Information given:
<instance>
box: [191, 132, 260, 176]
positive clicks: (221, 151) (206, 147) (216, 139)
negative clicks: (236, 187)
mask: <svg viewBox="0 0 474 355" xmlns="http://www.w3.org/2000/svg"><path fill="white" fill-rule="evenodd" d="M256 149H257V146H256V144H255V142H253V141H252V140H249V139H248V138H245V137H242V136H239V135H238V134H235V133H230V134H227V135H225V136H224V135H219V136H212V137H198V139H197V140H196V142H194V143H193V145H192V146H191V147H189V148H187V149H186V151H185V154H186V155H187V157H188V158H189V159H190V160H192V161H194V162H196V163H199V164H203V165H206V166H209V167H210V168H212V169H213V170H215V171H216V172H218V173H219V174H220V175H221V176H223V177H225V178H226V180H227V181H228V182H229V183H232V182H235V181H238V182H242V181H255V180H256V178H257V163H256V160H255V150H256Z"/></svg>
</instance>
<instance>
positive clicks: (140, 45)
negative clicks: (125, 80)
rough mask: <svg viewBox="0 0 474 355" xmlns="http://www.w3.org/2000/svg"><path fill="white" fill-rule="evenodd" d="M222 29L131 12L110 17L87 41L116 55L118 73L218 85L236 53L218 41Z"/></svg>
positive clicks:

Activity:
The data should be written out again in full, exactly as it stands.

Response:
<instance>
box: [191, 132, 260, 176]
positive clicks: (221, 151) (206, 147) (216, 139)
negative clicks: (236, 187)
mask: <svg viewBox="0 0 474 355" xmlns="http://www.w3.org/2000/svg"><path fill="white" fill-rule="evenodd" d="M256 149H257V146H256V144H255V142H253V141H252V140H249V139H248V138H245V137H242V136H239V135H238V134H235V133H230V134H227V135H225V136H224V135H219V136H212V137H198V139H197V140H196V142H194V143H193V145H192V146H191V147H189V148H187V149H186V151H185V154H186V155H187V157H188V158H189V159H190V160H192V161H194V162H196V163H199V164H203V165H206V166H209V167H210V168H212V169H213V170H215V171H216V172H218V173H219V174H220V175H221V176H223V177H225V178H226V180H227V181H228V182H229V183H232V182H235V181H238V182H242V181H255V180H256V178H257V163H256V160H255V150H256Z"/></svg>
</instance>
<instance>
positive clicks: (140, 45)
negative clicks: (125, 80)
rough mask: <svg viewBox="0 0 474 355" xmlns="http://www.w3.org/2000/svg"><path fill="white" fill-rule="evenodd" d="M222 29L131 12L110 17L87 41L116 55L118 73L218 85L236 53L218 41Z"/></svg>
positive clicks:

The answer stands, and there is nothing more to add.